• [Given exercise]:
Restate the listing that follows word for word, without its pictures.

• [Supplied material]:
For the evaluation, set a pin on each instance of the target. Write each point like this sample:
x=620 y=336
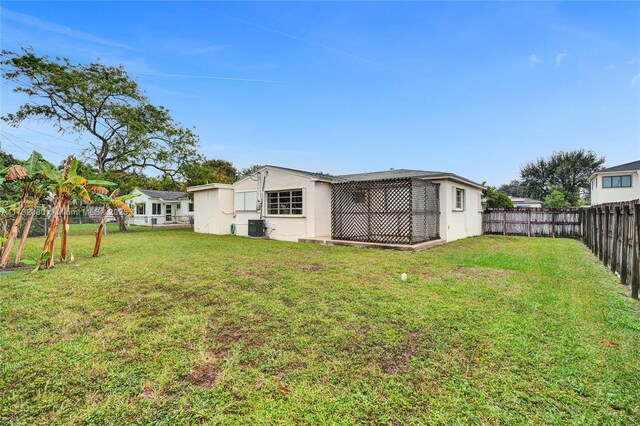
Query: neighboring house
x=615 y=184
x=525 y=202
x=396 y=206
x=164 y=206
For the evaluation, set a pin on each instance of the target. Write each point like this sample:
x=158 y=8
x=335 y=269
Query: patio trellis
x=392 y=211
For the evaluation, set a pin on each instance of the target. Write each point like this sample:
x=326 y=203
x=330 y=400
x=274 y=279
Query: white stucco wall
x=601 y=195
x=215 y=208
x=454 y=224
x=213 y=211
x=180 y=215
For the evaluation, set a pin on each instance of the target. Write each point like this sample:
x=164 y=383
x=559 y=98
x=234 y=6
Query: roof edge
x=207 y=186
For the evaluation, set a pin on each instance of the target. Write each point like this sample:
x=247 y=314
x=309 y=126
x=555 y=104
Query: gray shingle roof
x=404 y=173
x=313 y=175
x=387 y=174
x=634 y=165
x=165 y=195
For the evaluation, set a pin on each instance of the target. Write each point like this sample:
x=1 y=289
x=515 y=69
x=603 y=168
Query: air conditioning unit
x=257 y=227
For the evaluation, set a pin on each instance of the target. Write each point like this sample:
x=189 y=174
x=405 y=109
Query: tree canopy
x=128 y=133
x=568 y=172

• [Answer to the problem]:
For the evaluation, set a pin on each instance of the target. Write each point like this sample:
x=620 y=336
Query: neighboring house
x=615 y=184
x=525 y=202
x=396 y=206
x=164 y=206
For the evaluation, set a pin on each instance of the target. Write each point like this sample:
x=158 y=8
x=335 y=269
Query: patio trellis
x=392 y=211
For the evaluation, set a pin on each instance of the target. Write each point like this sample:
x=326 y=203
x=330 y=400
x=274 y=279
Query: white stucco wall
x=601 y=195
x=215 y=208
x=454 y=224
x=213 y=211
x=180 y=215
For the evaluation, set a pin on each instance of the target. Write each point like this sample:
x=164 y=383
x=559 y=98
x=234 y=6
Query: roof edge
x=207 y=186
For the evaluation, set a pin on each instance of the target. Write each point like this sample:
x=247 y=314
x=309 y=126
x=555 y=104
Query: gray shingle roof
x=404 y=173
x=313 y=175
x=387 y=174
x=634 y=165
x=165 y=195
For the evaluation, set a pin on each instance of the target. Write each point like this sample:
x=1 y=289
x=515 y=69
x=603 y=168
Query: air conditioning unit
x=257 y=227
For the evaluation, set a pin on each instance of the target. Write each point like this sample:
x=189 y=174
x=405 y=109
Query: tree canopy
x=128 y=133
x=568 y=172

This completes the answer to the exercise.